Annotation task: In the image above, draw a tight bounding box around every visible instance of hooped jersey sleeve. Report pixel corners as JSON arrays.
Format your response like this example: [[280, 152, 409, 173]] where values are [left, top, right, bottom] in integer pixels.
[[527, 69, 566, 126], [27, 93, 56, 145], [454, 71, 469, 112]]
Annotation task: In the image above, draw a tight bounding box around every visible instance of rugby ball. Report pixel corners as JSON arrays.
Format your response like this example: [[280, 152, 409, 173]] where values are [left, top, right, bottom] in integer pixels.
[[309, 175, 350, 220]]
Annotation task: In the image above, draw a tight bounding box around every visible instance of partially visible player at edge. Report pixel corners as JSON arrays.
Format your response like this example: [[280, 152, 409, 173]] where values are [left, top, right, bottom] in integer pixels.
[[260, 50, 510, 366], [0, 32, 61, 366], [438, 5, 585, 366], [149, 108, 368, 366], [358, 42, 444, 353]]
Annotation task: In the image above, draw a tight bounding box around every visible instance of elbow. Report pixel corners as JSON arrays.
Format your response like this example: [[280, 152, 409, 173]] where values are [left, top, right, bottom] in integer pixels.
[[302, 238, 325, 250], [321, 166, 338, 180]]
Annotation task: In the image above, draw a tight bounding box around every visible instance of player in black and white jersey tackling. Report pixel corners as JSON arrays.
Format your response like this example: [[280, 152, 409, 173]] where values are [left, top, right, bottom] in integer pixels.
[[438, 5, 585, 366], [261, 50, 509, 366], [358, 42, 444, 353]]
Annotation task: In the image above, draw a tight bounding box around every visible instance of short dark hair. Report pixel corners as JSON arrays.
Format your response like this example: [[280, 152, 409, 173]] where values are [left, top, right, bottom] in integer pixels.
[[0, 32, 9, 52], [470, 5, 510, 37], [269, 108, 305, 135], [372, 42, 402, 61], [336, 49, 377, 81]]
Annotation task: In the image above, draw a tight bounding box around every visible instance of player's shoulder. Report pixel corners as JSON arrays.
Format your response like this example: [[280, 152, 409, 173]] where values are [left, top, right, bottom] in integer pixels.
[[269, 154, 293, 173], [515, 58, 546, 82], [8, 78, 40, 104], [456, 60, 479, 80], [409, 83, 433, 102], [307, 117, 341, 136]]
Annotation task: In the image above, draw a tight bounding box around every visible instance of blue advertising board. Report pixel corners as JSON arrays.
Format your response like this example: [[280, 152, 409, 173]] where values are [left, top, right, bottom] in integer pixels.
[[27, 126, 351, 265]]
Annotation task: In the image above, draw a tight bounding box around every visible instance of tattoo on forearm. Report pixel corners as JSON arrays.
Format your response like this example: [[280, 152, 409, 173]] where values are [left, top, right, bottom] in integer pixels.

* **Task to complete**: Rewrite the rows as a numbered list, starting at the line containing "forearm. Report pixel corners as JSON arrays." and ending at the last line of the rows, with any blank lines left out.

* **Reply**:
1. Annotation task: In the image above, draw a tight bounding box around every visible instance of tattoo on forearm. Report pixel corners as JSON arrays.
2. Format your response like this example: [[280, 152, 409, 173]] where values are [left, top, right, bottom] in integer pixels.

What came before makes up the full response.